ACTIVITY
Could you transcribe each entry below exactly, minus the images?

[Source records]
+++
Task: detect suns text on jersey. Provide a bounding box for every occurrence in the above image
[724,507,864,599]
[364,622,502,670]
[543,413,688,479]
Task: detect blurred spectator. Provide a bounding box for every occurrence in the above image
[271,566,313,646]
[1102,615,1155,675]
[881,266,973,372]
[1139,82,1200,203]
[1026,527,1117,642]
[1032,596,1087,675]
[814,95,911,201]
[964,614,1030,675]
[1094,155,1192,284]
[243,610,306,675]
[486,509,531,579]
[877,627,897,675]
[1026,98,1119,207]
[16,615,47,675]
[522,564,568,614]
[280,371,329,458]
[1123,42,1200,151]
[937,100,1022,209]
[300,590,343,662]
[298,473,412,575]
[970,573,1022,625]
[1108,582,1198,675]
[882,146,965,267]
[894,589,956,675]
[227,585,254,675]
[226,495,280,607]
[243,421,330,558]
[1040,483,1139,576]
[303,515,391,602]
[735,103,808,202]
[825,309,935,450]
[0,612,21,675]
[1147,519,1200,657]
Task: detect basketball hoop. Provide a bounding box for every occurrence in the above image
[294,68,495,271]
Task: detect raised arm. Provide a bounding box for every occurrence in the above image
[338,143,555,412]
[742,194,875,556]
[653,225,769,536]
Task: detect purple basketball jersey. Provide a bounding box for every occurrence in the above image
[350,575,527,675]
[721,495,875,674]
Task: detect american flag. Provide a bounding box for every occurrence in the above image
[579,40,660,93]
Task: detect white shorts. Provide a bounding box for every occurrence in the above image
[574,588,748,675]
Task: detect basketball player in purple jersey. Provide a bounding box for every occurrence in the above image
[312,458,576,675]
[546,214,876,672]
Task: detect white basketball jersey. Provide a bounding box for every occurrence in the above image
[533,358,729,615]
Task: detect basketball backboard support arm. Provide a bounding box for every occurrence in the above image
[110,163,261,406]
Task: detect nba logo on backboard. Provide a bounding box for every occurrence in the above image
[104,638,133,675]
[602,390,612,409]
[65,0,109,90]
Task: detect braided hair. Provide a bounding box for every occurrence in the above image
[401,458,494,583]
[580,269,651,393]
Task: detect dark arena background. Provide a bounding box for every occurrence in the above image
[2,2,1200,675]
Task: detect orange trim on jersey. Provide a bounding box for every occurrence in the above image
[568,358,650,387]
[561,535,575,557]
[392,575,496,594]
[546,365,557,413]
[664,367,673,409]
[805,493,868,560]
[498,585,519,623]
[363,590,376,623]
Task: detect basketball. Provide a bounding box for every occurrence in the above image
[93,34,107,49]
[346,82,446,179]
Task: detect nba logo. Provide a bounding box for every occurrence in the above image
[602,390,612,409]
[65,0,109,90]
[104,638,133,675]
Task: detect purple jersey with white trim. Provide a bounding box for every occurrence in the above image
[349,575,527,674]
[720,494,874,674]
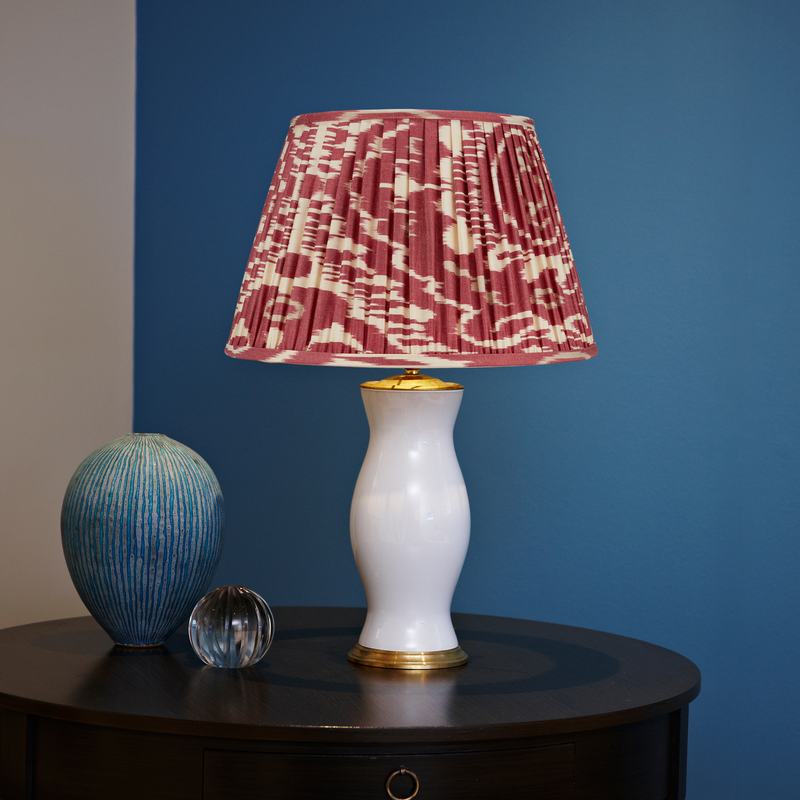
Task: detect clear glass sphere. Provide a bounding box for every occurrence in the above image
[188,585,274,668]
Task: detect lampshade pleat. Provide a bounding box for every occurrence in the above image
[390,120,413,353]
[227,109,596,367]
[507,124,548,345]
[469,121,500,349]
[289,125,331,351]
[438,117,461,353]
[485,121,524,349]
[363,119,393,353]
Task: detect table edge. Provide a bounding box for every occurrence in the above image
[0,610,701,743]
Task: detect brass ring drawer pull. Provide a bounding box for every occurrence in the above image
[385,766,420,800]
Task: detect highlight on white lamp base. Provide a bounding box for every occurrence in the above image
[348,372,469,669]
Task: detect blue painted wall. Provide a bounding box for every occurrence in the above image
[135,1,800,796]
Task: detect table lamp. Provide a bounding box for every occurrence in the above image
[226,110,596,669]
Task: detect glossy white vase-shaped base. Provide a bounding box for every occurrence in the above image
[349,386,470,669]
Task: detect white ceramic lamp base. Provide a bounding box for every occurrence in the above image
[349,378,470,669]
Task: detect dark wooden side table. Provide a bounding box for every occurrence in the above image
+++
SOLUTION TO THE PROBLEM
Task: detect suns text on jersey. Provide a bounding box for every occurrence in the above image
[724,507,864,599]
[364,622,502,670]
[543,413,688,479]
Task: detect blurred spectator. Provide a bounding box for every occurrence in the above image
[271,566,313,646]
[1102,615,1155,675]
[881,266,973,372]
[1139,82,1200,203]
[1026,527,1117,642]
[1032,596,1087,675]
[814,95,911,201]
[964,614,1030,675]
[1094,155,1192,284]
[243,610,306,675]
[486,509,531,579]
[877,627,897,675]
[1026,98,1119,207]
[16,615,47,675]
[522,564,568,614]
[280,371,329,458]
[1123,42,1200,151]
[937,100,1022,209]
[300,590,343,662]
[298,473,412,575]
[970,573,1022,625]
[1108,582,1198,675]
[882,146,965,267]
[894,589,956,675]
[227,585,254,675]
[226,495,280,607]
[243,421,330,558]
[1040,483,1139,576]
[303,515,391,602]
[735,103,808,202]
[825,309,935,450]
[0,612,21,675]
[1147,519,1200,657]
Task: detect basketball hoop. Provide a bounding box for every occurrence in the above image
[294,68,495,271]
Task: detect raised arm. Provide a bounding box for every occurrence in the above image
[338,143,555,412]
[742,194,875,556]
[653,225,769,536]
Task: detect purple basketball jersey. Provide a bounding box for every occurrence in the above image
[350,575,527,675]
[721,495,875,674]
Task: detect american flag. Provide a bounding box for every occurrence in the above image
[579,40,660,93]
Task: detect white shorts. Provide a bounding box for every occurrence in the above image
[574,588,748,675]
Task: detect basketball player in purple jersey. Provide a bounding box for every occurrence in the above image
[312,458,576,675]
[546,214,876,672]
Task: detect white basketball jersey. Provide a bounding box for every occurrence in the above image
[533,358,729,615]
Task: detect basketball backboard support arm. Provide a bounding box for every occurrence in the above image
[110,163,261,406]
Task: detect nba logo on backboard. Provide a bounding box for every occurrence in the above image
[104,638,133,675]
[602,390,612,409]
[65,0,109,90]
Task: detect braided hair. Provide a bounding box for every occurrence in the above image
[401,458,494,583]
[580,269,651,393]
Task: detect dark arena background. Provide a bounding box for every occurrence in the above image
[2,2,1200,675]
Task: detect orange trim on jersey. Provide a bounding box for every occurrence in the above image
[568,358,650,387]
[561,535,575,557]
[392,575,496,594]
[546,365,557,413]
[664,367,673,409]
[805,493,868,560]
[498,585,519,623]
[363,590,376,623]
Task: detect basketball. Provide a bounding box for every occurrence in the above image
[93,34,107,49]
[346,82,446,179]
Task: detect nba logo. Provide a bounding box for every occurrence in the above image
[602,390,612,409]
[65,0,109,90]
[104,638,133,675]
Task: detect purple jersey with white trim. Provide a bounding box for every occurrence in the above image
[349,575,527,674]
[720,494,874,674]
Task: detect clear glass sphere. Provide a bounding box for every occurrence in the above image
[188,585,274,668]
Task: detect lampshade pleat. Provide a bounding box for every occurrence in the above image
[390,120,413,353]
[227,109,596,367]
[507,124,548,345]
[469,121,500,349]
[289,125,331,351]
[438,117,461,353]
[485,121,524,349]
[363,119,393,353]
Task: detect table edge. Provide a bounding box for every occurrence in the above image
[0,610,701,743]
Task: detect brass ring drawer pull. Provide a bounding box for every occurrence in the above image
[385,766,420,800]
Task: detect highlight on white lamp base. Provide a bounding box for every occurrence in the above image
[348,372,469,669]
Task: detect blue painted wall. Provide a bounding box for every occurrence in the above image
[135,1,800,796]
Task: detect table lamp. Provide a bounding box for every occurrence in the above image
[226,110,596,669]
Task: detect glossy white vase-shaped base. Provide a bounding box for every occurrence in the above image
[349,386,470,669]
Task: detect white ceramic lamp base. Provide a bounding box for every occurrence in the above image
[349,378,470,669]
Task: detect dark wooden side table. Provide a bounding box for every occurrence in the above image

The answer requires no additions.